▶ [DOCUMENT EXCERPT]:
William was not satisfied with the way in which he had been
represented in the Parliament House. He thought that the rabbled
curates had been hardly treated. He had very reluctantly suffered
the law which abolished patronage to be touched with his sceptre.
But what especially displeased him was that the Acts which
established a new ecclesiastical polity had not been accompanied
by an Act granting liberty of conscience to those who were
attached to the old ecclesiastical polity. He had directed his
Commissioner Melville to obtain for the Episcopalians of Scotland
an indulgence similar to that which Dissenters enjoyed in
England.203 But the Presbyterian preachers were loud and vehement
against lenity to Amalekites. Melville, with useful talents, and
perhaps with fair intentions, had neither large views nor an
intrepid spirit. He shrank from uttering a word so hateful to the
theological demagogues of his country as Toleration. By
obsequiously humouring their prejudices he quelled the clamour
which was rising at Edinburgh; but the effect of his timid
caution was that a far more formidable clamour soon rose in the
south of the island against the bigotry of the schismatics who
domineered in the north, and against the pusillanimity of the
government which had not dared to withstand that bigotry. On this
subject the High Churchman and the Low Churchman were of one
mind, or rather the Low Churchman was the more angry of the two.

▶ [DATA SHOWN]:

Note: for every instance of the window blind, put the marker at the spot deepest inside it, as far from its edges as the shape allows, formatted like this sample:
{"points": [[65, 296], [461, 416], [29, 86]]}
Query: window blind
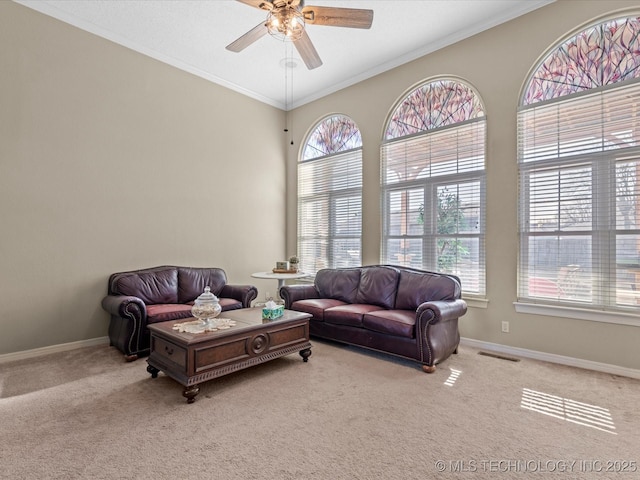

▶ [THE EXERCISE]:
Can you write out the stretch of the passage on William and the Scottish church settlement from "William was not" through "with his sceptre." again, replacing "curates" with "ministers"?

▶ [TASK RESPONSE]:
William was not satisfied with the way in which he had been
represented in the Parliament House. He thought that the rabbled
ministers had been hardly treated. He had very reluctantly suffered
the law which abolished patronage to be touched with his sceptre.